### Given information
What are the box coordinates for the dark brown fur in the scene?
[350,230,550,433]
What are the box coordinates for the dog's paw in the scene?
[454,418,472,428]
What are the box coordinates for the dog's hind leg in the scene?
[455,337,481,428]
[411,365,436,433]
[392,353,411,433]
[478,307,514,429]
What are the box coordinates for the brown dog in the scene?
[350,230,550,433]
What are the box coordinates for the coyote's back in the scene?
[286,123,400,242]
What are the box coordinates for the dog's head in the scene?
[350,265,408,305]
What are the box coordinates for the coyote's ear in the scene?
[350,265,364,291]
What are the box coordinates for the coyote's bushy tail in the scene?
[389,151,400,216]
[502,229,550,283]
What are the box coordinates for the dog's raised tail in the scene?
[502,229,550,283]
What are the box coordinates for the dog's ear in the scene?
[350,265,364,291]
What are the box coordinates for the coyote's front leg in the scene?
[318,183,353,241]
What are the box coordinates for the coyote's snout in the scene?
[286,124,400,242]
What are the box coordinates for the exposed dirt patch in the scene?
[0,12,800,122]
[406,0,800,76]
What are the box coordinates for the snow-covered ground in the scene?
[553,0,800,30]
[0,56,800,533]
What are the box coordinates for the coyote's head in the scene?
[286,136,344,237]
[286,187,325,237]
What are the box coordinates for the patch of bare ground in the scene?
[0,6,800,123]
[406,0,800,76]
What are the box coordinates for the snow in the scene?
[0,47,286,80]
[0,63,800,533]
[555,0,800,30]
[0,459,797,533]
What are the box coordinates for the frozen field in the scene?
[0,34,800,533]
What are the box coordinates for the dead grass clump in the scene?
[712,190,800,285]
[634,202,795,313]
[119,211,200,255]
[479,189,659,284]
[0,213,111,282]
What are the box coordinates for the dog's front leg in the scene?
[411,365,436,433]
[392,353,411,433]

--

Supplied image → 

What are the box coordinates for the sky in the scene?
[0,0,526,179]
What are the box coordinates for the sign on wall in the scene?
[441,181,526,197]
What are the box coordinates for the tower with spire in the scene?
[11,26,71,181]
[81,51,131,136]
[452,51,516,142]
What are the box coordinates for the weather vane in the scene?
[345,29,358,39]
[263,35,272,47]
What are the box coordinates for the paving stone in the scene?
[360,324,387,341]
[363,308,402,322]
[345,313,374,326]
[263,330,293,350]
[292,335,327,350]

---

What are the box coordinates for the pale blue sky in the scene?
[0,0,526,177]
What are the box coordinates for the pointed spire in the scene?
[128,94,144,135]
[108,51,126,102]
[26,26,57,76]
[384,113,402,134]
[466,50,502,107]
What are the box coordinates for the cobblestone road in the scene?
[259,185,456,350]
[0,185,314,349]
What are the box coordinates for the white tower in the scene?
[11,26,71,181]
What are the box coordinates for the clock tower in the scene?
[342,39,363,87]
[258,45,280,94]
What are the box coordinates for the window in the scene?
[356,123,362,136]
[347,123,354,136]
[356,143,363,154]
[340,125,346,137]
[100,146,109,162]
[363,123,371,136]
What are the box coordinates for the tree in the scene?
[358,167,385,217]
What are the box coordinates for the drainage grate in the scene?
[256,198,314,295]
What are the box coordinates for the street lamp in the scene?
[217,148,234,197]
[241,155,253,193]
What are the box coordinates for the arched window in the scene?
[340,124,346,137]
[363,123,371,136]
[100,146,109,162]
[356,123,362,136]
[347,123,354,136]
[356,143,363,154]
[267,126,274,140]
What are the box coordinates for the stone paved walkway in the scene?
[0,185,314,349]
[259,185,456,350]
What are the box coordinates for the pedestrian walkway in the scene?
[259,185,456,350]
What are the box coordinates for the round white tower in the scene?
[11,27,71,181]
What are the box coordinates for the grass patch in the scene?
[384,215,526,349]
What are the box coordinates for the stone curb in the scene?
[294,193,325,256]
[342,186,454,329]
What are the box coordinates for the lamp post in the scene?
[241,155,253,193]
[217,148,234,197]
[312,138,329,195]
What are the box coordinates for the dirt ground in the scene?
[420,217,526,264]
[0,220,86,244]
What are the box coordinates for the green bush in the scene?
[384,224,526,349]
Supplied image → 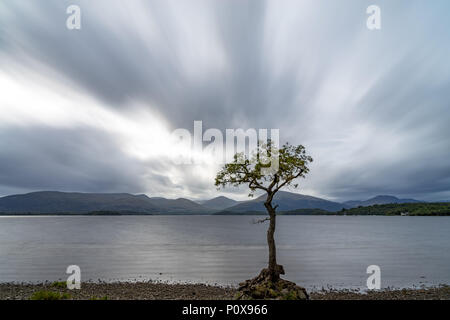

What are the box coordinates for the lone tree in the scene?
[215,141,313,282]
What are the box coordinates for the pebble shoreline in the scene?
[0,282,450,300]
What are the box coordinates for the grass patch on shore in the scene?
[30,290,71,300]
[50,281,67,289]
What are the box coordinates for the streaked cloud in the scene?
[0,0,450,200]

### Exercise requirements
Pull out every line of the items above that contains the word "ground", copying each one in full.

### Reply
What are the box coordinates for the snow-covered ground in the scene?
What are the box coordinates for the patch of bare ground in the scene?
What are the box coordinates for the dirt ground in the scene?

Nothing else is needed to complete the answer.